== Segment start ==

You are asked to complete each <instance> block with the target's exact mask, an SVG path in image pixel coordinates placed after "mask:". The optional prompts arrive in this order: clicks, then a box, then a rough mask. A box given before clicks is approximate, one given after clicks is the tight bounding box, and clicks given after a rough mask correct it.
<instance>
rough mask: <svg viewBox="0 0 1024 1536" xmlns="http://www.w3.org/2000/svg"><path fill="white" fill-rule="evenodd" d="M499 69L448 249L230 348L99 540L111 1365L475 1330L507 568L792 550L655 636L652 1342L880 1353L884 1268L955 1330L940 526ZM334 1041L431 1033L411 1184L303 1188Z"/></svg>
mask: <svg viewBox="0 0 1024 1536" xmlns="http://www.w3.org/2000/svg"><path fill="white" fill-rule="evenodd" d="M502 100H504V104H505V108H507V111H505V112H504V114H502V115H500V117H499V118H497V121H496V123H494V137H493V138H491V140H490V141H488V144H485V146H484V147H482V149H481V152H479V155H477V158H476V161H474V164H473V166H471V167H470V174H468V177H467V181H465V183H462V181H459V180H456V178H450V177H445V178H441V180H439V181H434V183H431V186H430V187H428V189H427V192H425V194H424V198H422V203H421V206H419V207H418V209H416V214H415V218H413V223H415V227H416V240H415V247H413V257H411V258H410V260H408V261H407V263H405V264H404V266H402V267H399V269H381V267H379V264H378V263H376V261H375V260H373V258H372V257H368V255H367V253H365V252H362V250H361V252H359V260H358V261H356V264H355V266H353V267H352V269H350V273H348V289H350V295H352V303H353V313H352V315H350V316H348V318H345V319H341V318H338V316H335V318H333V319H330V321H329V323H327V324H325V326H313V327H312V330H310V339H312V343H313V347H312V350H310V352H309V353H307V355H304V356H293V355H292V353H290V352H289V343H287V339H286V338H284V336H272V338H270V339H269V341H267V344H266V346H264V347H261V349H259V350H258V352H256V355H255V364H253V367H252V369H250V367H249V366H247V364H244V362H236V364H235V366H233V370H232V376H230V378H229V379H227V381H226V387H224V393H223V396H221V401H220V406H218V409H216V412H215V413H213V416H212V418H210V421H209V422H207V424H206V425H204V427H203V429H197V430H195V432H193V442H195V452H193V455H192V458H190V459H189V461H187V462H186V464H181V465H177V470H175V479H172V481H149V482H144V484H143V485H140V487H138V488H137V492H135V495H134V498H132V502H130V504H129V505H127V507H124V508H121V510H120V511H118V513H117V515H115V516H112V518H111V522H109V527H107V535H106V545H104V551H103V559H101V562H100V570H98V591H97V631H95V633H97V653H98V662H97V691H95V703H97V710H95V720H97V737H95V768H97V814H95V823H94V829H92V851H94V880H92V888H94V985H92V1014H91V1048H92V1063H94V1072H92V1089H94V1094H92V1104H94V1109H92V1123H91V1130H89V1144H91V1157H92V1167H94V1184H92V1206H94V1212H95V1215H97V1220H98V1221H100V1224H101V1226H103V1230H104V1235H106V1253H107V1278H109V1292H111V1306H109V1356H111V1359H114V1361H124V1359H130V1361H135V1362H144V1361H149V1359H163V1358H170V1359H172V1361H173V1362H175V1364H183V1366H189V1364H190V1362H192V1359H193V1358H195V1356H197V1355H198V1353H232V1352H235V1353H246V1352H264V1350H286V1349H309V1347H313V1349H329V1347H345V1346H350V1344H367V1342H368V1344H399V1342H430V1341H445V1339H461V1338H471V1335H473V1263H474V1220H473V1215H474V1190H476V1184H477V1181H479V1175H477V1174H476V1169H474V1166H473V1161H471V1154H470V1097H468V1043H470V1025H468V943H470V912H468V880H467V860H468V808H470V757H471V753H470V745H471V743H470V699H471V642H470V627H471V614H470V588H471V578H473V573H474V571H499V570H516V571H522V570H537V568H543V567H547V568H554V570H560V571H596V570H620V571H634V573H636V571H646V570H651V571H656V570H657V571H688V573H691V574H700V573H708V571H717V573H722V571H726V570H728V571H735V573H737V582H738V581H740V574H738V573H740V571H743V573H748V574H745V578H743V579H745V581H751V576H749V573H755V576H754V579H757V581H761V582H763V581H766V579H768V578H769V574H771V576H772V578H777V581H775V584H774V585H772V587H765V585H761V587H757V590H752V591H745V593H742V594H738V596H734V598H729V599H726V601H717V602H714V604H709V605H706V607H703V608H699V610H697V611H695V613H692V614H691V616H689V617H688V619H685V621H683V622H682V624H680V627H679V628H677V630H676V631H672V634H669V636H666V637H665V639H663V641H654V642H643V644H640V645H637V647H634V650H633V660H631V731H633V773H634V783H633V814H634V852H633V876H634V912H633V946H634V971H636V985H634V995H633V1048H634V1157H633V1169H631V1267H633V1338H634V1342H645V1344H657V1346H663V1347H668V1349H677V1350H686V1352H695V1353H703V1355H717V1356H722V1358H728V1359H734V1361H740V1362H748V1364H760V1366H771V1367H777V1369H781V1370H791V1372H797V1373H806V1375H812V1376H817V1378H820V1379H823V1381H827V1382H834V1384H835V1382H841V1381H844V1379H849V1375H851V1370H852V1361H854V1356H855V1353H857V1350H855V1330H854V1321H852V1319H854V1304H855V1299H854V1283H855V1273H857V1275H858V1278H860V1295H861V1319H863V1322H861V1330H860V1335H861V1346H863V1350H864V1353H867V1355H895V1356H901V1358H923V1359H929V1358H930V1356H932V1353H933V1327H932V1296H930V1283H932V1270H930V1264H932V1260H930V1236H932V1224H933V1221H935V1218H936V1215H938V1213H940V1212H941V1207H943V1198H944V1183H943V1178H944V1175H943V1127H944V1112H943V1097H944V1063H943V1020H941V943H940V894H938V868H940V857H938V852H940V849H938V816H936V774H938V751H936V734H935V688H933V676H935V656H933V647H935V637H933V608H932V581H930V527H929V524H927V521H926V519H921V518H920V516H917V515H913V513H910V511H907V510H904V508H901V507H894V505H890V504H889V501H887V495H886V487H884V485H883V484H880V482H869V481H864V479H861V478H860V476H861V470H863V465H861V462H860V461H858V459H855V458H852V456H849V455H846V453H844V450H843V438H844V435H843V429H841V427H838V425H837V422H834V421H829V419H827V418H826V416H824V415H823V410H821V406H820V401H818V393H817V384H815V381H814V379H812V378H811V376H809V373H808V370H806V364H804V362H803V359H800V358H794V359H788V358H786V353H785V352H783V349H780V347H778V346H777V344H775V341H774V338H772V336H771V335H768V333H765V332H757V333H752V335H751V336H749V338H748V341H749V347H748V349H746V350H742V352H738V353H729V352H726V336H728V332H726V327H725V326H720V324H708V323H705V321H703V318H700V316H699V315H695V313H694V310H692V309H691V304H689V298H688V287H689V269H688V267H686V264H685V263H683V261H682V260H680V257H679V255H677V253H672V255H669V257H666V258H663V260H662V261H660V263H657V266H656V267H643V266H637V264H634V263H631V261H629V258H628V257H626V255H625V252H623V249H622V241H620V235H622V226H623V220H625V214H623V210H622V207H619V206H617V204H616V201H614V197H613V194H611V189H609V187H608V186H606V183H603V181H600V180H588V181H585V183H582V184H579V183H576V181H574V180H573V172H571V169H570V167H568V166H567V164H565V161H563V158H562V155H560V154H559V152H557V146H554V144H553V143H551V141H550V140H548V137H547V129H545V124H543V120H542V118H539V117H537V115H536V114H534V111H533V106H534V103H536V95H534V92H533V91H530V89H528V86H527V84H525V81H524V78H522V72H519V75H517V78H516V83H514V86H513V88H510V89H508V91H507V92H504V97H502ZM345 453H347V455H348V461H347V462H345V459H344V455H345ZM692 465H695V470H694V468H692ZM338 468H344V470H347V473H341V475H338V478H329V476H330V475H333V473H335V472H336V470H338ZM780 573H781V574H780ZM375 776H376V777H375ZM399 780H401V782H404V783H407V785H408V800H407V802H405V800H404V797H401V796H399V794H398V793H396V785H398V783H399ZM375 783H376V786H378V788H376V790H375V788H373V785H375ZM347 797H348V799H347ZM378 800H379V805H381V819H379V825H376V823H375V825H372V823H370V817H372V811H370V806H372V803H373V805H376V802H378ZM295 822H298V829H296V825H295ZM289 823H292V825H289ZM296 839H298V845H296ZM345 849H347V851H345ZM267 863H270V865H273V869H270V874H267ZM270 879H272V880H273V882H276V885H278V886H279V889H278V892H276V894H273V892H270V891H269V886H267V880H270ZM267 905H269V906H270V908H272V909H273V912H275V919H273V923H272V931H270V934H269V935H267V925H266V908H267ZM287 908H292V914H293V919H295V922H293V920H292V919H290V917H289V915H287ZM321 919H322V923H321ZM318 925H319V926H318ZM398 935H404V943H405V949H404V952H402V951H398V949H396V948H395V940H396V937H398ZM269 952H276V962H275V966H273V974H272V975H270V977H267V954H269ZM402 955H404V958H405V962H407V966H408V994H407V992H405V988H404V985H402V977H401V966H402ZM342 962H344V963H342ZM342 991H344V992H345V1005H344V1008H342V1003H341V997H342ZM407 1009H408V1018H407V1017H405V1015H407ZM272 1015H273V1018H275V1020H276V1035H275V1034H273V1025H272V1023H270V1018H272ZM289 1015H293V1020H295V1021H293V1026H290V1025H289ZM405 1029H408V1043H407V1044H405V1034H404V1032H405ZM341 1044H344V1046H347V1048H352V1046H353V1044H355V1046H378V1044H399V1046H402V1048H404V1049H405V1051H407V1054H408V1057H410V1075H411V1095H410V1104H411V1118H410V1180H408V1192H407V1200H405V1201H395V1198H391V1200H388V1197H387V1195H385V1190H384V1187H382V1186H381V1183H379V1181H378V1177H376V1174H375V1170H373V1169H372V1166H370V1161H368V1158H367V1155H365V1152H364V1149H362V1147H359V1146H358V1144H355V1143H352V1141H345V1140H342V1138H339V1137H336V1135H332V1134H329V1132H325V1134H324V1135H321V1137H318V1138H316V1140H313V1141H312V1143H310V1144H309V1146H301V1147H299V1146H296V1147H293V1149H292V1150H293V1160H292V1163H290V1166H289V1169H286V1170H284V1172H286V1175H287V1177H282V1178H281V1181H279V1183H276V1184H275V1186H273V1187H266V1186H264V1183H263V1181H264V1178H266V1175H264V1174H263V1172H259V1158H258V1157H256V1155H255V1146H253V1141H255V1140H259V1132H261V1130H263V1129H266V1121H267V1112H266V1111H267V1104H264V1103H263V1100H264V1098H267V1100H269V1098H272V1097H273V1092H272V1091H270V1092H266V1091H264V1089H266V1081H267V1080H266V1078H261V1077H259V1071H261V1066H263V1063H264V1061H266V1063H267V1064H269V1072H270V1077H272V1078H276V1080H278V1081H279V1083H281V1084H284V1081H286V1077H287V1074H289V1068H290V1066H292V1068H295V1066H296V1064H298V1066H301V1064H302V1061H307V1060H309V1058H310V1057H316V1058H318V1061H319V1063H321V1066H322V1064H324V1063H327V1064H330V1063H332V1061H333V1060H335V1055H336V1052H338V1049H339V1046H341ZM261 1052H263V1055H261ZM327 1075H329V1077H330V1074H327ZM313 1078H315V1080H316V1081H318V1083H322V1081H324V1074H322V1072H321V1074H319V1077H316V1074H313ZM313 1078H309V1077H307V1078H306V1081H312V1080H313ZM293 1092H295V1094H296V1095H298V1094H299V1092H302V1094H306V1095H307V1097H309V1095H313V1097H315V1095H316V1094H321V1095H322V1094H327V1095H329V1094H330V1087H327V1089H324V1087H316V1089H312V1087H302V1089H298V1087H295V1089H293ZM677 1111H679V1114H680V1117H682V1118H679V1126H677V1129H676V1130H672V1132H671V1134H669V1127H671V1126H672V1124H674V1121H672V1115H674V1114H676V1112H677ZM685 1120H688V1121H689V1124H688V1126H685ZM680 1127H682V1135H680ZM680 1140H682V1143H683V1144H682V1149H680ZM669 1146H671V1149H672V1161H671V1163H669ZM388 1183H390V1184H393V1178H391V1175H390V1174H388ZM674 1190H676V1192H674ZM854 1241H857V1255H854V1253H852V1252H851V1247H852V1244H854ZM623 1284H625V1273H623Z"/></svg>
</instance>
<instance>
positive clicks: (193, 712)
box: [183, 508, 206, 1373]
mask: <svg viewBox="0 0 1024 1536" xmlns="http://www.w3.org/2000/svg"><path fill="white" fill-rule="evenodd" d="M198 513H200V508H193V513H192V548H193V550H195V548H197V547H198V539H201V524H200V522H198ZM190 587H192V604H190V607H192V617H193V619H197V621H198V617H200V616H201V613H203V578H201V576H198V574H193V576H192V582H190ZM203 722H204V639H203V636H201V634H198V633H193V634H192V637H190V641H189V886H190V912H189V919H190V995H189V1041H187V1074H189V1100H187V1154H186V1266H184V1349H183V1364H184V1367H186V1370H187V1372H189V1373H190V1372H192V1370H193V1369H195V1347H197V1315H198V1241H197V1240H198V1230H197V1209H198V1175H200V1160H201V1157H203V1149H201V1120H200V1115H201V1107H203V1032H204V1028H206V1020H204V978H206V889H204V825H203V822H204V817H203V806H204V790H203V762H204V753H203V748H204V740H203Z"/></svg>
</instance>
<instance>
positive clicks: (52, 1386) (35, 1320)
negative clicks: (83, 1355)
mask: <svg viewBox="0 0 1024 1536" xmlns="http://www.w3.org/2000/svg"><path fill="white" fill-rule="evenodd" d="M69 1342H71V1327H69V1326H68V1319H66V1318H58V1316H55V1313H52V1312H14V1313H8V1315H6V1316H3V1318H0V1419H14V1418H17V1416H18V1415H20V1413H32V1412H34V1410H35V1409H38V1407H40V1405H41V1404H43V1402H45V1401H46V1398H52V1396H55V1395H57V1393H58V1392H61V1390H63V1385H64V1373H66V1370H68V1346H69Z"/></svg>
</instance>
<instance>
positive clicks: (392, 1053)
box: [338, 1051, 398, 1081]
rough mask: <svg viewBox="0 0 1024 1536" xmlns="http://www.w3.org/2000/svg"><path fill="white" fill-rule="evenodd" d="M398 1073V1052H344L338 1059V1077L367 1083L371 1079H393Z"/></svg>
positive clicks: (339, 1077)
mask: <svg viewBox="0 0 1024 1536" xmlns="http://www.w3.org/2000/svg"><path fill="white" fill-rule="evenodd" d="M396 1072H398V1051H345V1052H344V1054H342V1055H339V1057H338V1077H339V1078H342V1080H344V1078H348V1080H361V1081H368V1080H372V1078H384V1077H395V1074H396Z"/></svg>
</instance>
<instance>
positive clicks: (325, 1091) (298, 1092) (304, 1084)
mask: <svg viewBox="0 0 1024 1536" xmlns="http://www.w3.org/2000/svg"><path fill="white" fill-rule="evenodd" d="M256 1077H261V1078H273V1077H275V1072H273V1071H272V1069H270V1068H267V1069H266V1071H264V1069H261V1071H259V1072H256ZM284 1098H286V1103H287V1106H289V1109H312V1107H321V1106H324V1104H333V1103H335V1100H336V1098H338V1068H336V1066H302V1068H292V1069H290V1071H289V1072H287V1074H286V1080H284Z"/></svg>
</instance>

== Segment end ==

• Problem to solve: Starting at the first line of the items, copy everything word for word up to and including the line that contains "69L448 249L230 348L99".

• Response:
You are asked to complete each <instance> block with the target's exact mask, an SVG path in image pixel coordinates placed after "mask:". The optional prompts arrive in this order: clicks, then a box, then a rough mask. A box given before clicks is approximate, one given after clicks is the tight bounding box, and clicks given after a rough mask correct it.
<instance>
rough mask: <svg viewBox="0 0 1024 1536" xmlns="http://www.w3.org/2000/svg"><path fill="white" fill-rule="evenodd" d="M499 69L448 249L230 348L99 540L111 1365L475 1330L507 568L792 550L655 636L652 1342L880 1353L884 1268L955 1330L940 526ZM334 1041L431 1033L411 1184L303 1188Z"/></svg>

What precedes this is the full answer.